**TEXT UNDER STUDY:**
What is Hospice?

Hospice care services are provided by a team of health care professionals who maximize comfort for a person who is terminally ill by reducing pain and addressing physical, psychological, social and spiritual needs. To help families, hospice care also provides counseling, respite care and practical support.

Hospice Eligibility

In order to be eligible to elect hospice care under Medicare, an individual must be entitled to Part A of Medicare and certified as being terminally ill by a physician and having a prognosis of 6 months or less if the disease runs its normal course.

42 CFR 418.20  418.20 Eligibility requirements.

  • Hospice Pre-Election Evaluation and Counseling Services (CR 3585) – Medicare allows for a one time visit by a physician who is either the medical director of or employee of a hospice agency to:
  • Evaluate the individual’s needs for pain and symptom management
  • Counsel the individual regarding hospice and other care options
  • Advise the individual regarding advanced care planning

In order to be eligible to receive this service, a beneficiary must:

  • Be determined to have a terminal illness (which is defined as having a prognosis of 6 months or less if the disease or illness runs its normal course;
  • Not have made a hospice election, and
  • Not previously received the pre-election hospice services

Eligibility and the Local Coverage Determinations (LCDs)

**WORK TASK A:**
Copy the hospice overview starting at "In order to be eligible to elect" and ending at "418.20  418.20 Eligibility requirements.", switching "physician" to "doctor".
**WORK TASK B:**
List the kinds of needs that the hospice overview says a hospice care team addresses.
**WORK TASK C:**
Carry on the hospice overview from its last line.

Saved entries
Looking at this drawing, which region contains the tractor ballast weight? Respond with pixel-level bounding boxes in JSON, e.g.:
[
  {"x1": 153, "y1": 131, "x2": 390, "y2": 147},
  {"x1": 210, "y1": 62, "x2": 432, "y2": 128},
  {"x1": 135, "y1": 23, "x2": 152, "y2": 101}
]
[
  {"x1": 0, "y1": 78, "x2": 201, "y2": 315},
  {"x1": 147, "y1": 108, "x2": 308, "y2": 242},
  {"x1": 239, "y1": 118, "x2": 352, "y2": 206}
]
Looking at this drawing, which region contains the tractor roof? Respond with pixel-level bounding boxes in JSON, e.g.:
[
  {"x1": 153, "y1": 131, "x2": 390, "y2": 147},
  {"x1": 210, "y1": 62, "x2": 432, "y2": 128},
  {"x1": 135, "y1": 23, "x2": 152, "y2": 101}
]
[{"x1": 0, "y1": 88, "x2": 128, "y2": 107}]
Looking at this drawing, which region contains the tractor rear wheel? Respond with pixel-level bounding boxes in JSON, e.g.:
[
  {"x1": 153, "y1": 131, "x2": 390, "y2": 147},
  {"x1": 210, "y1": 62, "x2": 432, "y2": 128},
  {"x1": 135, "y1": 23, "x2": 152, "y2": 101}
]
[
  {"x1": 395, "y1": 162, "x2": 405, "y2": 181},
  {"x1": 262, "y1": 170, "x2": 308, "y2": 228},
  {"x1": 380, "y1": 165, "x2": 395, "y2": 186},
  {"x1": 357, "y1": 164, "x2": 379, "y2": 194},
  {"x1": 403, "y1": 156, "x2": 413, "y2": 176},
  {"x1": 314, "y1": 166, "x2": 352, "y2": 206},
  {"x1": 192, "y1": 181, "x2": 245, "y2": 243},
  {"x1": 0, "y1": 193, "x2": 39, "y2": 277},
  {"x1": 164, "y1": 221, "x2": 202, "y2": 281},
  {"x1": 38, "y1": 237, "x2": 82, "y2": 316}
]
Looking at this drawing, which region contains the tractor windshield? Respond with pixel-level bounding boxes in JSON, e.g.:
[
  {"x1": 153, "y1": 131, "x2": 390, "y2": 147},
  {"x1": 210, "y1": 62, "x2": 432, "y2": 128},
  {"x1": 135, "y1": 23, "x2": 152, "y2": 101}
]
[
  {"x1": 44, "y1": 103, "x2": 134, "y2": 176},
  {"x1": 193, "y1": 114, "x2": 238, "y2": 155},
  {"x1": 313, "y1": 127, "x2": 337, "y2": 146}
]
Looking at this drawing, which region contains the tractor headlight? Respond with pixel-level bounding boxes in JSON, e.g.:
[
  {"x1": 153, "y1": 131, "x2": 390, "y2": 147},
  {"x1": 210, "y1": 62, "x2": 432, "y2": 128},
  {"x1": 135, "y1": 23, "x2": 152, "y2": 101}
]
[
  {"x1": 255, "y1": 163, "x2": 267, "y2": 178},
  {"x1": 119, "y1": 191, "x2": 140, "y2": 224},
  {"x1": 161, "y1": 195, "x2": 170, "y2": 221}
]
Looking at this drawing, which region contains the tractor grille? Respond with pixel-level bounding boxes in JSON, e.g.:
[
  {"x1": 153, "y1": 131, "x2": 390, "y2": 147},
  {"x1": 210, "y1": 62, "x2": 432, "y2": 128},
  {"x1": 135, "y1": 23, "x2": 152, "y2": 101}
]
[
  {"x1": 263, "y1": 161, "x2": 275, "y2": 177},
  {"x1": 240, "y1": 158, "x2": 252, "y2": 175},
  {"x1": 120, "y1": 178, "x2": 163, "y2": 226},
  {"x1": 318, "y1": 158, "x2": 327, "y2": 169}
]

**ANSWER AREA A:**
In order to be eligible to elect hospice care under Medicare, an individual must be entitled to Part A of Medicare and certified as being terminally ill by a doctor and having a prognosis of 6 months or less if the disease runs its normal course.

42 CFR 418.20  418.20 Eligibility requirements.

**ANSWER AREA B:**
physical, psychological, social, spiritual

**ANSWER AREA C:**
The LCDs for the hospice’s geographic areas are used as guidelines to help a physician determine hospice eligibility.  The LCD’s are not regulations and should not be used exclusively to determine or provide evidence of hospice eligibility.  Certification or recertification is based upon a physician’s clinical judgment, and is not an exact science.  Congress made this clear in section 322 of the Benefits Improvement and Protection Act of 2000 (BIPA), which says that the hospice certification of terminal illness “shall be based on the physician’s or medical director’s clinical judgment regarding the normal course of the individual’s illness.”

General Guidelines

  • Multiple Falls
  • Uncontrolled or Increased Pain
  • Frequent Emergency Room Visits
  • Recent / Frequent Hospital Visits
  • Progressive Weight Loss
  • Deteriorating Mental Abilities
  • Recurrent Infections
  • Decline in Activities of Daily Living (ADL’s)
  • Overall Decline In Condition

Who Pays for Hospice

Medicare and Medicaid both have a hospice benefit that will pay for most, if not all, hospice services related to the terminal diagnosis. The patient will continue to be covered by MedicareMedicaid or their private insurance for treatment of any unrelated diagnosis or medical problems.